(Dataset entries)
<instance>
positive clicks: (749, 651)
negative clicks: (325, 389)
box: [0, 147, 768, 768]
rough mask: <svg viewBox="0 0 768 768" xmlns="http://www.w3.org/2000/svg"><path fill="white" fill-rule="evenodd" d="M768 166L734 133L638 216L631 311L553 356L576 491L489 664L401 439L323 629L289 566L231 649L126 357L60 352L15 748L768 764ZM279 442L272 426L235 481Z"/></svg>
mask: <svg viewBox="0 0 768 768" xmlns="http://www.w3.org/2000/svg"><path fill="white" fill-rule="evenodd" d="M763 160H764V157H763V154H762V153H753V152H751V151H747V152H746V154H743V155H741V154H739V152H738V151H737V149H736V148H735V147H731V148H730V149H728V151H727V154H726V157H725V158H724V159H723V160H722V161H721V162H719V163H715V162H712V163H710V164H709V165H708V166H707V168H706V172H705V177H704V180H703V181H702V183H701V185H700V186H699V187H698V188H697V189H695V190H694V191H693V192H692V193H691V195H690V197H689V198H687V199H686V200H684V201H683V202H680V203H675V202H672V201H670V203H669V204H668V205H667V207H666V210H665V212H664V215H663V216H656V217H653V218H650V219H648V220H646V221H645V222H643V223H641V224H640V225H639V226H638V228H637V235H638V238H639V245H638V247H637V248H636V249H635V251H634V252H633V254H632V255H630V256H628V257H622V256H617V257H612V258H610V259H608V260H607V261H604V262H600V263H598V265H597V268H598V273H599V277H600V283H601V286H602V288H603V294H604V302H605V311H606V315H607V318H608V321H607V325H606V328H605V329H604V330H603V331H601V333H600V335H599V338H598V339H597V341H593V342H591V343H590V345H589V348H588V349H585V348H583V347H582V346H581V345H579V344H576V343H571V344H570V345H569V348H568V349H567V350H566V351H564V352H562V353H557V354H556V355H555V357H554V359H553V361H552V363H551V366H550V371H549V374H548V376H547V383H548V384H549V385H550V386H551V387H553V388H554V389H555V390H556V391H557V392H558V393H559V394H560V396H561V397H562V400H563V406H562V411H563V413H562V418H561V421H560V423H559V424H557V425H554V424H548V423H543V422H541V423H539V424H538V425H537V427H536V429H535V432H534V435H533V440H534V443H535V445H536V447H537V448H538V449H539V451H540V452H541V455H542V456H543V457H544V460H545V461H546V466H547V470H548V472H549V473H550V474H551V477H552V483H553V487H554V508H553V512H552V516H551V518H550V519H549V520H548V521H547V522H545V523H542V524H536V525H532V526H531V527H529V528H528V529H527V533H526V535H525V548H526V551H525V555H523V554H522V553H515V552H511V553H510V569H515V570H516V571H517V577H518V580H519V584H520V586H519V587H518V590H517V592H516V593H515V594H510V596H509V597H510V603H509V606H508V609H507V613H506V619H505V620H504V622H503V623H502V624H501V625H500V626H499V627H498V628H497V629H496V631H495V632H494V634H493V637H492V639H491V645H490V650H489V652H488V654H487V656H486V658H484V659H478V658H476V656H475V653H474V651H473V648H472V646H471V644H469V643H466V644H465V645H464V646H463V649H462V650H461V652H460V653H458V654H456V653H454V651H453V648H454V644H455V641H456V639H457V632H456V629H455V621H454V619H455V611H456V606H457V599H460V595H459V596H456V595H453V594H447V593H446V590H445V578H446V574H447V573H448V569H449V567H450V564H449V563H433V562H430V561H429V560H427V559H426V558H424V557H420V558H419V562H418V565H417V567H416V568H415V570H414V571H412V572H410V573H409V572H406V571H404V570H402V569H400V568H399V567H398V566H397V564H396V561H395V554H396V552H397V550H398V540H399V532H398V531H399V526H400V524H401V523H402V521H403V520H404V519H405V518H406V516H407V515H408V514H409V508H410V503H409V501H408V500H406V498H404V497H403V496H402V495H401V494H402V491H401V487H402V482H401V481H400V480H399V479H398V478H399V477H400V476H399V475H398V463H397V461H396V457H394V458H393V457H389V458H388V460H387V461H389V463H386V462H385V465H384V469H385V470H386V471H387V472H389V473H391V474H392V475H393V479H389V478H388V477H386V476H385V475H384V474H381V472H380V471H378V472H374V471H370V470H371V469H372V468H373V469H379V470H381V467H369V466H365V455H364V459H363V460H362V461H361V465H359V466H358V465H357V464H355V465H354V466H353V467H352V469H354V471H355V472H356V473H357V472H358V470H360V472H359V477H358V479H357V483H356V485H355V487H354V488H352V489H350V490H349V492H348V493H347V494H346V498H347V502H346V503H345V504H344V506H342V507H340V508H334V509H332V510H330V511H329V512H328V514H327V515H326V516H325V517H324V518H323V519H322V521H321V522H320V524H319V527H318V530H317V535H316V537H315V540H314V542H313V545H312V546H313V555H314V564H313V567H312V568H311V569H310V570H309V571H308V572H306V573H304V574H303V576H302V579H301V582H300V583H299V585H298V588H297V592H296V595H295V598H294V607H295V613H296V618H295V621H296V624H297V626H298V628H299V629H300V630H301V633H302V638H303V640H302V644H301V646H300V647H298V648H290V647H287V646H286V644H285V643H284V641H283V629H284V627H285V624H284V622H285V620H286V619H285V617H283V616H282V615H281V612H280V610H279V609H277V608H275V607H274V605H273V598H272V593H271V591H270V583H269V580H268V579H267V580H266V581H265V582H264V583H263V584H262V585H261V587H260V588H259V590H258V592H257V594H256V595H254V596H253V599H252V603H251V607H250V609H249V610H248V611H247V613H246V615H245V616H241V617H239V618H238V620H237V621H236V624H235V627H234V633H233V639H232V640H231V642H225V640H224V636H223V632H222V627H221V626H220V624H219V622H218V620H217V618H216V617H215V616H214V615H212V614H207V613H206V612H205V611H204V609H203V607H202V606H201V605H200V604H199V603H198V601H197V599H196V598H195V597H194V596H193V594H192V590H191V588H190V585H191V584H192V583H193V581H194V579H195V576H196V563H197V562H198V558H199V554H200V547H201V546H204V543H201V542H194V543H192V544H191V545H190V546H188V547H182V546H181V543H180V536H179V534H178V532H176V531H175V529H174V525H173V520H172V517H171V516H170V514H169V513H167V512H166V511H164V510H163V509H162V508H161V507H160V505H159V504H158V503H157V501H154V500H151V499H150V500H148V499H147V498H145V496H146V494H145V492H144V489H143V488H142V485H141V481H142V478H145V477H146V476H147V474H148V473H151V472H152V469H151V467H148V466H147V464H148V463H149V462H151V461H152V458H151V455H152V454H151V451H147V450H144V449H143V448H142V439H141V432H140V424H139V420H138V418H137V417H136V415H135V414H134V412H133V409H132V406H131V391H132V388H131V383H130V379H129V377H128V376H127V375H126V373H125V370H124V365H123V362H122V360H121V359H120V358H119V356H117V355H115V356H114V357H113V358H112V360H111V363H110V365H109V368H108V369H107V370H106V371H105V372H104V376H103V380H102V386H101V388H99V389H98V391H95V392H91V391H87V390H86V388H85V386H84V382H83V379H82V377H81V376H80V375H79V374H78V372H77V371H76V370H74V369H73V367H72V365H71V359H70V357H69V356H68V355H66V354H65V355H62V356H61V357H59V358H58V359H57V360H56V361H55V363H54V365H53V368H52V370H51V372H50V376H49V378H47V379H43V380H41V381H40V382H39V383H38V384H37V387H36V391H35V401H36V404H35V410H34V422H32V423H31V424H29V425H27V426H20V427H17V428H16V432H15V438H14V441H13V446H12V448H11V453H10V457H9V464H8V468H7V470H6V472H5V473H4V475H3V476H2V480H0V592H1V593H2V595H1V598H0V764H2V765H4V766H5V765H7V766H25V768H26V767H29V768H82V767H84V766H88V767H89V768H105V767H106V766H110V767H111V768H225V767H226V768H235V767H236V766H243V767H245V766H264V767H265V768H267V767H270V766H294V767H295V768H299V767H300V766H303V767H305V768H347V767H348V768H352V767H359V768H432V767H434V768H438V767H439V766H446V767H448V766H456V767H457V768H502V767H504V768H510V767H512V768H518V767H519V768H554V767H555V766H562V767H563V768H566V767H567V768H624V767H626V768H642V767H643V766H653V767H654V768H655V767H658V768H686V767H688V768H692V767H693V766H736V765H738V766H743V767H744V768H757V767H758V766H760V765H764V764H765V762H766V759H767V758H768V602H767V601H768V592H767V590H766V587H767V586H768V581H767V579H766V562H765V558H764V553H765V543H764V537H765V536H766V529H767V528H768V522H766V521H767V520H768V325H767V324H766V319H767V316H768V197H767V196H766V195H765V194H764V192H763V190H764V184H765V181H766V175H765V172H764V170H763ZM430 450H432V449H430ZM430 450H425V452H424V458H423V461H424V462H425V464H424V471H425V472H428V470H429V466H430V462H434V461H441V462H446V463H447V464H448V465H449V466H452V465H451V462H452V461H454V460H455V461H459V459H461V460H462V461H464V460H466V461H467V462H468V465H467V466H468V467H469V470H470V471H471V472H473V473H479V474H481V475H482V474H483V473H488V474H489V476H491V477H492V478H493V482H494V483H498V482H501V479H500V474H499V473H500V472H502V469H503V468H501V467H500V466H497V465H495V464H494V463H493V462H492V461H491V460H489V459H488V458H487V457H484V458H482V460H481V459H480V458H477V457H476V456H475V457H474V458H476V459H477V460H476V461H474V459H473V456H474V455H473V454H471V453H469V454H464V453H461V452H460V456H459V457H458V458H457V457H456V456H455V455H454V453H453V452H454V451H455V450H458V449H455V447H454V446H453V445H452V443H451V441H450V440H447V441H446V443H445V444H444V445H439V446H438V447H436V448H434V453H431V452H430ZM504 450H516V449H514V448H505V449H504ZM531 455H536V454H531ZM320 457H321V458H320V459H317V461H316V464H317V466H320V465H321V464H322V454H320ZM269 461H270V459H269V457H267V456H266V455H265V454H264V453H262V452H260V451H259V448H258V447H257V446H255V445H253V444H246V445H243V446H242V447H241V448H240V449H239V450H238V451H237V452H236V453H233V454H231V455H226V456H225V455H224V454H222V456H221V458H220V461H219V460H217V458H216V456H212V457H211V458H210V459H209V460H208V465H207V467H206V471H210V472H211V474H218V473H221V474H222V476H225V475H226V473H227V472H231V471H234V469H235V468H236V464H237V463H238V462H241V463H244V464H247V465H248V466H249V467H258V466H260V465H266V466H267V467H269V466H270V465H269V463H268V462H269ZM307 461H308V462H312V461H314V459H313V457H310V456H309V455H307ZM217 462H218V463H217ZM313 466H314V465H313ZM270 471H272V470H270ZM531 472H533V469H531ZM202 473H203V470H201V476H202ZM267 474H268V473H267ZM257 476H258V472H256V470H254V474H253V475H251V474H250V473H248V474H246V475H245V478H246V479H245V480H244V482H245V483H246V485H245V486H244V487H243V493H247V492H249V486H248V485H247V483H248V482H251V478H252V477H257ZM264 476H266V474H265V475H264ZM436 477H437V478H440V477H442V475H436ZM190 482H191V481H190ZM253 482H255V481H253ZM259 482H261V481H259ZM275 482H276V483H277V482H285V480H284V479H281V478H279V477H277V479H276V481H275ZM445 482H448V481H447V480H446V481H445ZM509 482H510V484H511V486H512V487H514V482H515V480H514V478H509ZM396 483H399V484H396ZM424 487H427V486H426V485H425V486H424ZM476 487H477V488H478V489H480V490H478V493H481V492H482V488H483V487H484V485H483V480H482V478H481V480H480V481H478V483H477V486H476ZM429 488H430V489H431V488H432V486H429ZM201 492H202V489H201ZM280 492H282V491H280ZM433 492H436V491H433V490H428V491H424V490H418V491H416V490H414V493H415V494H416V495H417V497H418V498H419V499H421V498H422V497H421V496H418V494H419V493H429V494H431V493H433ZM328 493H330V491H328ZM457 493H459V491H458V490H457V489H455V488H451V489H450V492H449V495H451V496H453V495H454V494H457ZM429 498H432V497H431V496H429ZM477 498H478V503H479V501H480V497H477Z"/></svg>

**What to work on:** Reproduce, without any change, the stretch of the records from the start through the line containing "rough mask: <svg", including that line.

**The answer:**
<instance>
positive clicks: (749, 651)
negative clicks: (325, 389)
box: [0, 147, 768, 768]
rough mask: <svg viewBox="0 0 768 768" xmlns="http://www.w3.org/2000/svg"><path fill="white" fill-rule="evenodd" d="M768 166L734 133L638 216L631 311L553 356L576 491L489 664L401 439L323 629L289 566L231 649L126 357L60 352L15 748L768 764ZM279 442L272 426L235 481Z"/></svg>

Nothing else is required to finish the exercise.